_QUOTED TEXT_
Taking into account the other comments on this function (the ones that
I agree with at least), how about this proposal
(PARSE-BODY body &optional environment
Parses a BODY argument of the form
({declaration|doc-string}* {form}*)

according to the rules on page ????[Currently, incompletely specified
on pages 67, 153-154] and returns three values: a list of the
DECLARATIONs, the DOC-STRING (or NIL if none), and a list of the FORMS
(which may share structure with the BODY).  All the DECLARATIONs and
none of the FORMS will have been MACROEXPANDed and none of the FORMS
will have been.  The optional parameter ENVIRONMENT (which defaults to
NIL, which represents the null lexical environment) is used for such
macro expansion.

If the optional parameter DECLARATIONS-ALLOWED-P is true (the
default), then BODY may contain declarations and a doc-string.
Otherwise, if it is NIL, (in which case the argument to
DOC-STRING-ALLOWED-P must also be NIL) an error is signalled if there
are any declarations before the first FORM in BODY (or before the end
of BODY if there are no FORMs).

If the optional parameter DOC-STRING-ALLOWED-P is true (the default),
then the first string encountered before, during, or immediately after
the DECLARATIONs in BODY is returned as the second value.  Any
subsequent string is considered a FORM.  Otherwise, if it is NIL, then
all strings in BODY are considered FORMs.

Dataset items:
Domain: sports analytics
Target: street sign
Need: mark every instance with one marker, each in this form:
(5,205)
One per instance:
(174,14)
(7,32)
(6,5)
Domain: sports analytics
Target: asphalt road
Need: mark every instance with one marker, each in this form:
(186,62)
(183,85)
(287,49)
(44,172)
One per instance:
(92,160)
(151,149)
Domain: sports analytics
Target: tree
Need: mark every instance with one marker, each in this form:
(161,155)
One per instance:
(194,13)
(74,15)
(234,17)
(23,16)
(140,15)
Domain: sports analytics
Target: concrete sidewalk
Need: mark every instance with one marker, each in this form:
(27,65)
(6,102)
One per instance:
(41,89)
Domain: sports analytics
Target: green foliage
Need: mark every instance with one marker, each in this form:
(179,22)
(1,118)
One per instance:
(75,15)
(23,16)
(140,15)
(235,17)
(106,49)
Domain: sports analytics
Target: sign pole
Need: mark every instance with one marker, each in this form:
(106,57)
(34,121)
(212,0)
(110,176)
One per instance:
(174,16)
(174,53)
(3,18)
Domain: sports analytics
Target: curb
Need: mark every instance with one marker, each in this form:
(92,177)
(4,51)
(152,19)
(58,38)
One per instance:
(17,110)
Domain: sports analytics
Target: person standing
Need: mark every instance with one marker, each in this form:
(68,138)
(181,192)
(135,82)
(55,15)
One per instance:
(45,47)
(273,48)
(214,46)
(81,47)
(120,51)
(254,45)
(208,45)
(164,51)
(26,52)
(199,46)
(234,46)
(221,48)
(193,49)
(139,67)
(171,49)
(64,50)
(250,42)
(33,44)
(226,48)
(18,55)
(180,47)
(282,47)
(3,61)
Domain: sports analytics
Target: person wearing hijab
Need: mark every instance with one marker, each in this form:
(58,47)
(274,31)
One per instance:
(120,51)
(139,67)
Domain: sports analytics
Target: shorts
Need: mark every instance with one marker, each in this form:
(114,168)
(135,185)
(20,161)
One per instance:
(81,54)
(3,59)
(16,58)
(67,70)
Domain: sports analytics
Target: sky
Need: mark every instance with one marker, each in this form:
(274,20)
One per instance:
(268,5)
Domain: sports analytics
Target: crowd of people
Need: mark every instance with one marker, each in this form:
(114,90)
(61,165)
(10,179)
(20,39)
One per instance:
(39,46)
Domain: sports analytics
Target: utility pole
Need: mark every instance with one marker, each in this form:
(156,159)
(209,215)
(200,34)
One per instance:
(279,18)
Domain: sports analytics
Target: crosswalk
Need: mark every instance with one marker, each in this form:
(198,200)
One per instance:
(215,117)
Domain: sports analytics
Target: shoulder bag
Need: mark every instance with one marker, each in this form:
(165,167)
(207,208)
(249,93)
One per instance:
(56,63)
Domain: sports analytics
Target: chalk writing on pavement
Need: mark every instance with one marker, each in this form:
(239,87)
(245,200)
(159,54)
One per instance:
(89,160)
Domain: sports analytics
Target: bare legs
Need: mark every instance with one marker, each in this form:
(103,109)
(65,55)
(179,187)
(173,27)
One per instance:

==

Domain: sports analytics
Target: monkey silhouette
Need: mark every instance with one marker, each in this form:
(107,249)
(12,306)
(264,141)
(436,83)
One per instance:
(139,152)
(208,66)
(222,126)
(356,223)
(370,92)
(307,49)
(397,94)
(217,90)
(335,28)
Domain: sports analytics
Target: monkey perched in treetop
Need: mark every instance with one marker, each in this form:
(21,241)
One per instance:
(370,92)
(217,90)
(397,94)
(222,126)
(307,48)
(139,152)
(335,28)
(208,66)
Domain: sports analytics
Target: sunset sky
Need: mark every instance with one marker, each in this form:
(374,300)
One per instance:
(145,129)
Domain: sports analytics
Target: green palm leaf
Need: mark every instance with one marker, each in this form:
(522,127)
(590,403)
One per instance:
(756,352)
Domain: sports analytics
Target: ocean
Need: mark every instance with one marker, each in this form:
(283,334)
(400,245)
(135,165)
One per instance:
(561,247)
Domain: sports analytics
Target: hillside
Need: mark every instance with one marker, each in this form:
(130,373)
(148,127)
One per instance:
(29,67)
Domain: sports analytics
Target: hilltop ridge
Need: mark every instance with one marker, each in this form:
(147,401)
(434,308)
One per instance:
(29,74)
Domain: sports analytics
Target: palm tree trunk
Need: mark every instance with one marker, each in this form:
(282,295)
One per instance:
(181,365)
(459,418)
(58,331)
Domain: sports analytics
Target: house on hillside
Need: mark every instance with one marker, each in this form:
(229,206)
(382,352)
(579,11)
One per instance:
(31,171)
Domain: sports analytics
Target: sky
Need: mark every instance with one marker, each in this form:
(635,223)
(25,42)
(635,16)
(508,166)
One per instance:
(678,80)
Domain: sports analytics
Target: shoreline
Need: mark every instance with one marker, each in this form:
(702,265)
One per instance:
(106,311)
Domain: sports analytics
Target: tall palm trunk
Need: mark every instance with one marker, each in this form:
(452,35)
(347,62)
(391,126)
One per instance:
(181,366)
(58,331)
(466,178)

...

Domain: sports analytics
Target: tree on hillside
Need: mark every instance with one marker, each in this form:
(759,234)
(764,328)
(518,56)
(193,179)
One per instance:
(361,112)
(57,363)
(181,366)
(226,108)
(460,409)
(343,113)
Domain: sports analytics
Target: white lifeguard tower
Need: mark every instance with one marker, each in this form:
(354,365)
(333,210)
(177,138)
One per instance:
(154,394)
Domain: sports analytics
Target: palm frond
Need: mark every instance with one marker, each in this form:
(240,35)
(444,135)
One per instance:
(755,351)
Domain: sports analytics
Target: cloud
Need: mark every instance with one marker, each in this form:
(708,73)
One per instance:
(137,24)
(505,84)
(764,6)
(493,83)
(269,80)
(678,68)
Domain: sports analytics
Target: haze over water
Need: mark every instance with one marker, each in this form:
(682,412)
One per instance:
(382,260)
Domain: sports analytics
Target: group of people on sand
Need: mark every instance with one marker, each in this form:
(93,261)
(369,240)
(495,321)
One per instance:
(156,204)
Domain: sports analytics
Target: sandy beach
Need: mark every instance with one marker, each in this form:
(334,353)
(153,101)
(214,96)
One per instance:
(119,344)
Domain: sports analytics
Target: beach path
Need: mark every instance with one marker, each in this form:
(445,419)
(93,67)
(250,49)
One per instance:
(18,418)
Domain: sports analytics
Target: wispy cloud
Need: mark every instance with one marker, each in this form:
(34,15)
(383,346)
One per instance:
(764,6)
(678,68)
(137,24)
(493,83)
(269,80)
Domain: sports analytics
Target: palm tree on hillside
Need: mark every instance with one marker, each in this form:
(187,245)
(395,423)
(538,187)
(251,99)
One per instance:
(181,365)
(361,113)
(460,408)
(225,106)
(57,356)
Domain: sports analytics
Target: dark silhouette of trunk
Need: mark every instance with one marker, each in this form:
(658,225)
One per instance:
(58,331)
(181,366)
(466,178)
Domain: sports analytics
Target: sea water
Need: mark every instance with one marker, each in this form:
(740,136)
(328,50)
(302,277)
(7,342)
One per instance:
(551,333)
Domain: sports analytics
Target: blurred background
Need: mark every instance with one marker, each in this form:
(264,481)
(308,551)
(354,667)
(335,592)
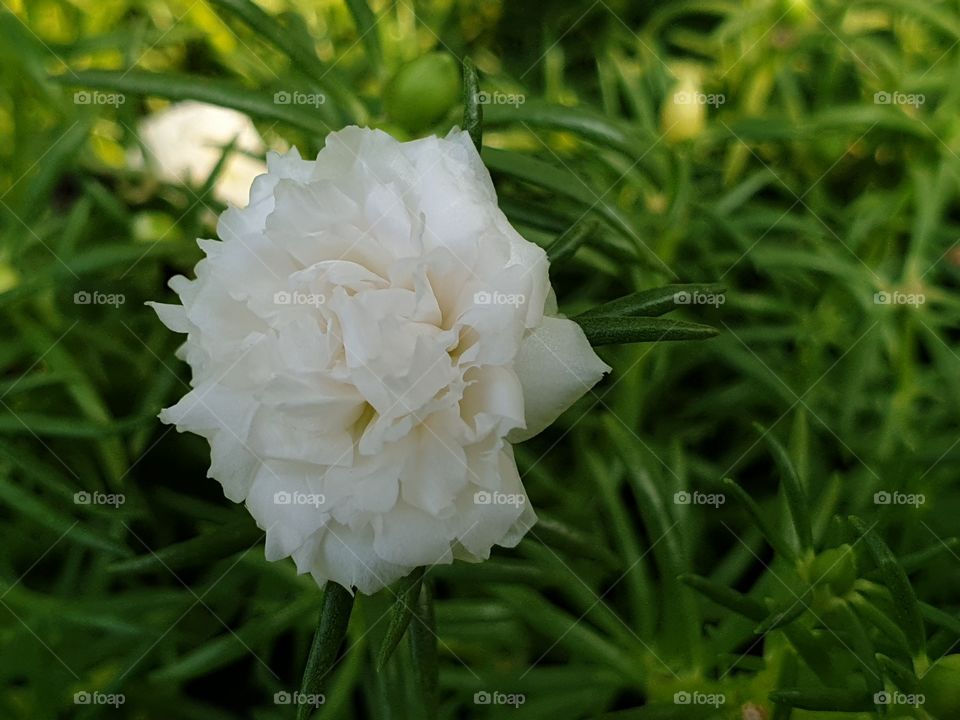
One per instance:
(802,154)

_AIM OF THE EXERCISE_
Reproduce the entire PARSE-BODY proposal word for word. The dataset listing has no connection to the PARSE-BODY proposal.

_TASK OUTPUT_
Taking into account the other comments on this function (the ones that
I agree with at least), how about this proposal
(PARSE-BODY body &optional environment
Parses a BODY argument of the form
({declaration|doc-string}* {form}*)

according to the rules on page ????[Currently, incompletely specified
on pages 67, 153-154] and returns three values: a list of the
DECLARATIONs, the DOC-STRING (or NIL if none), and a list of the FORMS
(which may share structure with the BODY).  All the DECLARATIONs and
none of the FORMS will have been MACROEXPANDed and none of the FORMS
will have been.  The optional parameter ENVIRONMENT (which defaults to
NIL, which represents the null lexical environment) is used for such
macro expansion.

If the optional parameter DECLARATIONS-ALLOWED-P is true (the
default), then BODY may contain declarations and a doc-string.
Otherwise, if it is NIL, (in which case the argument to
DOC-STRING-ALLOWED-P must also be NIL) an error is signalled if there
are any declarations before the first FORM in BODY (or before the end
of BODY if there are no FORMs).

If the optional parameter DOC-STRING-ALLOWED-P is true (the default),
then the first string encountered before, during, or immediately after
the DECLARATIONs in BODY is returned as the second value.  Any
subsequent string is considered a FORM.  Otherwise, if it is NIL, then
all strings in BODY are considered FORMs.